» **Soal Singkat 1**
Menurut teks tentang subsidi BBM, di sektor apa BBM terutama dipakai?
» **Soal Singkat 2**
Kembalikan bagian teks tentang subsidi BBM yang dimulai dengan "Sejauh ini memang" dan terus sampai "minyak pasar dunia.", tanpa mengubah satu kata pun.
» **Soal Singkat 3**
Bagaimana teks tentang subsidi BBM itu berlanjut? Teruskan tulisannya mulai setelah kalimat terakhirnya.

» **Teks**
▼
Sejauh ini memang subsidi untuk BBM cukup besar. Hal ini sebenarnya baik untuk pemenuhan amanat yang terkandung dalam UUD 1945, menyangkut pemenuhan kebutuhan rakyat banyak. Alhasil, harga BBM di Indonesia angkanya berada di bawah harga minyak pasar dunia.
BBM tergolong hal penting dan mendapat subsidi besar karena BBM merupakan energi yang paling banyak dipakai dalam berbagai aktivitas di negara kita. BBM terutama dipakai untuk sektor transportasi. Sementara untuk kebutuhan dapur, masyarakat sudah lebih banyak menggunakan gas setelah dikeluarkannya kebijakan konversi yang digagas oleh pemerintahan SBY-Jusuf Kalla, yang berbentuk distribusi gas 3 kg.
Di luar kebutuhan bahan bakar dapur, rencana kenaikkan harga BBM bersubsidi tentu akan mempengaruhi harga-harga barang, segala hal yang dalam proses produksinya menggunakan transportasi. Harga bahan baku suatu barang akan naik, karena biaya angkutnya juga naik sebab truk yang digunakan sebagai pengangkut pasti membutuhkan minyak. Demikian juga dengan distribusi dan transportasi pekerja. Tentu biaya produksi akan naik berlipat.
▲
(Butir anotasi wilayah)
▼
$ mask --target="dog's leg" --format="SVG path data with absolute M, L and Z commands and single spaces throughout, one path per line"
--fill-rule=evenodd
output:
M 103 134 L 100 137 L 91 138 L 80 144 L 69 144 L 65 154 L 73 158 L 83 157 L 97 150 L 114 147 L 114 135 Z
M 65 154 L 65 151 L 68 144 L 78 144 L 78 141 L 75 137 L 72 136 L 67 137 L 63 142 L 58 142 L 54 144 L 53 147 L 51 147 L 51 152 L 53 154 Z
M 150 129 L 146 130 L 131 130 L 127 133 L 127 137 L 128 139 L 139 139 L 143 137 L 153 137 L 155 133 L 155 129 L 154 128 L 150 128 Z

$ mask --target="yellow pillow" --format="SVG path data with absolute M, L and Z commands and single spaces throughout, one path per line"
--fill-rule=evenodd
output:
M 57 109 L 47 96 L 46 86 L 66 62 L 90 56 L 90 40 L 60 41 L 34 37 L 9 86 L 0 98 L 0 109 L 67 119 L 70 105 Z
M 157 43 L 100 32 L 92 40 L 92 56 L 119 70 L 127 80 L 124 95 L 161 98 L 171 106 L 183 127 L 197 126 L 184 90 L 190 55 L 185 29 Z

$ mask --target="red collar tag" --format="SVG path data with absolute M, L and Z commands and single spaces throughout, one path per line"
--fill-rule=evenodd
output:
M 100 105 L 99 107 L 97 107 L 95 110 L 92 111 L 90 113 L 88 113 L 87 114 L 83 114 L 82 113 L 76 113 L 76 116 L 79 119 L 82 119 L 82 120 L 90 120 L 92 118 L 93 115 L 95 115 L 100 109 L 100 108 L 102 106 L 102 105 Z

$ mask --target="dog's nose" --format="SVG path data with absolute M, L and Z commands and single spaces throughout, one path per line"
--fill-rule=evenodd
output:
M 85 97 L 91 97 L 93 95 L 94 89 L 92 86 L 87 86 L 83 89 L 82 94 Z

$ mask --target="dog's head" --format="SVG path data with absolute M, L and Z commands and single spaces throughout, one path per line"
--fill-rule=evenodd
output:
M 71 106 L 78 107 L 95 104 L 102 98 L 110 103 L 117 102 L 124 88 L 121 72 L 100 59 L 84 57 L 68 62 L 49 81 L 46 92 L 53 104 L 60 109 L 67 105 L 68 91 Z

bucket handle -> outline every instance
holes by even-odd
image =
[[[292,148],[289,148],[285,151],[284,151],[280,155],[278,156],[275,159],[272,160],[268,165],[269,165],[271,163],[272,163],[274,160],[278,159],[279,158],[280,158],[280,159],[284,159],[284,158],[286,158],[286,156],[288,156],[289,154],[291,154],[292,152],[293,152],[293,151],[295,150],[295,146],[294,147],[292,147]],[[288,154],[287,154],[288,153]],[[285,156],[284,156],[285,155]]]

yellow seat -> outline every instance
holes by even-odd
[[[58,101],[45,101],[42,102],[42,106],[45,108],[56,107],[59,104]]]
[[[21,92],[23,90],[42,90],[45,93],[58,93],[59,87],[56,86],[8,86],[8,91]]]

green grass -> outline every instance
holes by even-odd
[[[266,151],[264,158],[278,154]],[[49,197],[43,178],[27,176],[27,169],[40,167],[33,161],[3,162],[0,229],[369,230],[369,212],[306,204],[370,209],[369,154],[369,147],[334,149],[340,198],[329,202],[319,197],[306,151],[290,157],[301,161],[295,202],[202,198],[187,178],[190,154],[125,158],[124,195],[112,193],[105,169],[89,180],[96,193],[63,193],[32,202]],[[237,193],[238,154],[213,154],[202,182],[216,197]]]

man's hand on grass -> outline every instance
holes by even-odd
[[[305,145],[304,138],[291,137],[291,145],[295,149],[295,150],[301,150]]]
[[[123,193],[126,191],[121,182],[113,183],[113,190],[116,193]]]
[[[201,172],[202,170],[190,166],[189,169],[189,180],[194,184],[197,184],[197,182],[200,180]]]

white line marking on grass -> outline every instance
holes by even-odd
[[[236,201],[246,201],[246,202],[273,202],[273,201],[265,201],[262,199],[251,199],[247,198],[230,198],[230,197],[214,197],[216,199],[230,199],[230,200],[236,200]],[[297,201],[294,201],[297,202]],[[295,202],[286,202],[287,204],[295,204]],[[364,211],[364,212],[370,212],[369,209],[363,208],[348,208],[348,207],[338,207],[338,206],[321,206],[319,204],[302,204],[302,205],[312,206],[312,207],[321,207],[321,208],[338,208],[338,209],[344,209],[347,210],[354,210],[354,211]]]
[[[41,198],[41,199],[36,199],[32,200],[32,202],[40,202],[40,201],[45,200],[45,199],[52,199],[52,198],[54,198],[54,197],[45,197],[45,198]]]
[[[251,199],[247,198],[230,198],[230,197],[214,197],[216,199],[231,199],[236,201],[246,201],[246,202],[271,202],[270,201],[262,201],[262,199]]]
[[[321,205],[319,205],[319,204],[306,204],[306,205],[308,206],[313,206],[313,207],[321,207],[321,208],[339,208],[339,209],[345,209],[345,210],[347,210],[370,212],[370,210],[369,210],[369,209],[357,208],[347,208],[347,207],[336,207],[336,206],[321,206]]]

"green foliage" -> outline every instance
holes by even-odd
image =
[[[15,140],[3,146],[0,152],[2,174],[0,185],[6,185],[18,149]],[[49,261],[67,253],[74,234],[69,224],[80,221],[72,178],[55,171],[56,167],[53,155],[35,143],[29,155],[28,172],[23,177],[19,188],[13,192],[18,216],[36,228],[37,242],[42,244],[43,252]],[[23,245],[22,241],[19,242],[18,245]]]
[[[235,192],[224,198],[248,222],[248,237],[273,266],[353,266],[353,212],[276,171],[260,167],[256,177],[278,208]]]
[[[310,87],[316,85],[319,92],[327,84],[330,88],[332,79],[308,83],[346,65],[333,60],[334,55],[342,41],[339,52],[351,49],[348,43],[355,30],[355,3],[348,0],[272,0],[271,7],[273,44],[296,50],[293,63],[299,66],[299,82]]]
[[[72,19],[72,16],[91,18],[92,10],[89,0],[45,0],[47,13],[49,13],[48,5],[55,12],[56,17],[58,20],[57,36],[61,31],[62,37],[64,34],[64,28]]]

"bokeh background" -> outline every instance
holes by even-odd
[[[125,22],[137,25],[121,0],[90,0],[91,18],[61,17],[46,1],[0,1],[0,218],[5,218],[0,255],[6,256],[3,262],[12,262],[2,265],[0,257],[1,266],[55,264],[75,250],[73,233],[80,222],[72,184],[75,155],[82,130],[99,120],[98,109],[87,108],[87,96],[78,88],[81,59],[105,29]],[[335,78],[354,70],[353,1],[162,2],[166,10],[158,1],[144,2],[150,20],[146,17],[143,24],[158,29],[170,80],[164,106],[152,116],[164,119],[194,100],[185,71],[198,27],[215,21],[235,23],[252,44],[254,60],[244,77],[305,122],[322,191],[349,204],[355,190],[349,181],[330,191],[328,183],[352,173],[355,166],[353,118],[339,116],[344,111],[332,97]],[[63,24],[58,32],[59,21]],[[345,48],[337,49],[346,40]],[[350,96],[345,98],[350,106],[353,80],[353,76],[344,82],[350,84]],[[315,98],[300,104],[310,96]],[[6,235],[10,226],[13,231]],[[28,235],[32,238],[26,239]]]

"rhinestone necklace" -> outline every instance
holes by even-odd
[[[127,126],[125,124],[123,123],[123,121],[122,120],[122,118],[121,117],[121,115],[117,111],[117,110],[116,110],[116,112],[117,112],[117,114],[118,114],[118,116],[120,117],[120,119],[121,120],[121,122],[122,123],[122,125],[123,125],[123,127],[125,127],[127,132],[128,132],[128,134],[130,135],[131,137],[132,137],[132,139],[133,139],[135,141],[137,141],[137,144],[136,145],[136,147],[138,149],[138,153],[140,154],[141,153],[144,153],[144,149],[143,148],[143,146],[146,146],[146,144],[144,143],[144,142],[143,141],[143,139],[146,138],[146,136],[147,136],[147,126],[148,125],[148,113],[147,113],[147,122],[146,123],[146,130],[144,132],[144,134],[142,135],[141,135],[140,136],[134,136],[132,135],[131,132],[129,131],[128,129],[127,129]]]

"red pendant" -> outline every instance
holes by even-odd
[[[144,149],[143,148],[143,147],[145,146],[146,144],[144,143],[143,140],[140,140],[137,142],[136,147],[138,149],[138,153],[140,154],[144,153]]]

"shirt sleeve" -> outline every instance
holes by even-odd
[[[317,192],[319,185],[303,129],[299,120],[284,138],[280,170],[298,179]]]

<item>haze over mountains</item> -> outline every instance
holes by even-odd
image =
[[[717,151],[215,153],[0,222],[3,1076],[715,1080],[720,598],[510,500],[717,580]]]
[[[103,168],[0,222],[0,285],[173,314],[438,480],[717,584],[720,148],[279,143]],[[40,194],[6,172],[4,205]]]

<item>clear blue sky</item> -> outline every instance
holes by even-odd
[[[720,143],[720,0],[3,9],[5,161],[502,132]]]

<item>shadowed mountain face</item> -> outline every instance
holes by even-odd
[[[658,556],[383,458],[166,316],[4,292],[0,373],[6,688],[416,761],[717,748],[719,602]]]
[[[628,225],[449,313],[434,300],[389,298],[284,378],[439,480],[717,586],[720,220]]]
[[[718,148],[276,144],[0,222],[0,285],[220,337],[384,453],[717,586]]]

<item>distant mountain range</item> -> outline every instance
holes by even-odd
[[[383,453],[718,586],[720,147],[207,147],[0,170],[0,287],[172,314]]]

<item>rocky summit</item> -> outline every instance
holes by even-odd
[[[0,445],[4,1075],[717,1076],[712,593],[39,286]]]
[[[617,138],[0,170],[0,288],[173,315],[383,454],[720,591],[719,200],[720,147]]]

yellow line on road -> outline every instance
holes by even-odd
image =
▲
» **Hasil Latihan 1**
Sektor transportasi.

» **Hasil Latihan 2**
Sejauh ini memang subsidi untuk BBM cukup besar. Hal ini sebenarnya baik untuk pemenuhan amanat yang terkandung dalam UUD 1945, menyangkut pemenuhan kebutuhan rakyat banyak. Alhasil, harga BBM di Indonesia angkanya berada di bawah harga minyak pasar dunia.

» **Hasil Latihan 3**
Apabila pemerintah benar-benar menaikkan harga BBM bersubsidi, akan terjadi perubahan ekonomi yang sistemik. Kenaikan minyak tak hanya akan mempengaruhi kebutuhan transportasi per individu, tapi juga semua ongkos produksi. Harga-harga kebutuhan akan meningkat. Siapa yang menjadi korbannya? Tentu saja, masyarakat ekonomi lemah.
Mafia Minyak
Indonesia termasuk penghasil minyak yang besar. Beberapa tahun silam, Indonesia mengalami kejayaan dalam hal produksi minyak mentah sehingga terdaftar sebagai anggota aliansi produsen besar minyak dunia (OPEC). Meskipun pada akhirnya terdepak karena kurang memenuhi kuota.
Di negara yang hasil minyaknya cukup besar inilah subsidi minyak hendak diminimalisir. Suatu upaya pelemahan masyarakat ekonomi lemah, dengan dalih APBN. Intelektual yang pro kenaikan BBM seringkali mengemukakan pendapat bahwa subsidi yang cukup besar itu hanya akan menjadi santapan bagi para mafia minyak, sehingga lebih baik dana dialihkan ke pembangunan infrastruktur.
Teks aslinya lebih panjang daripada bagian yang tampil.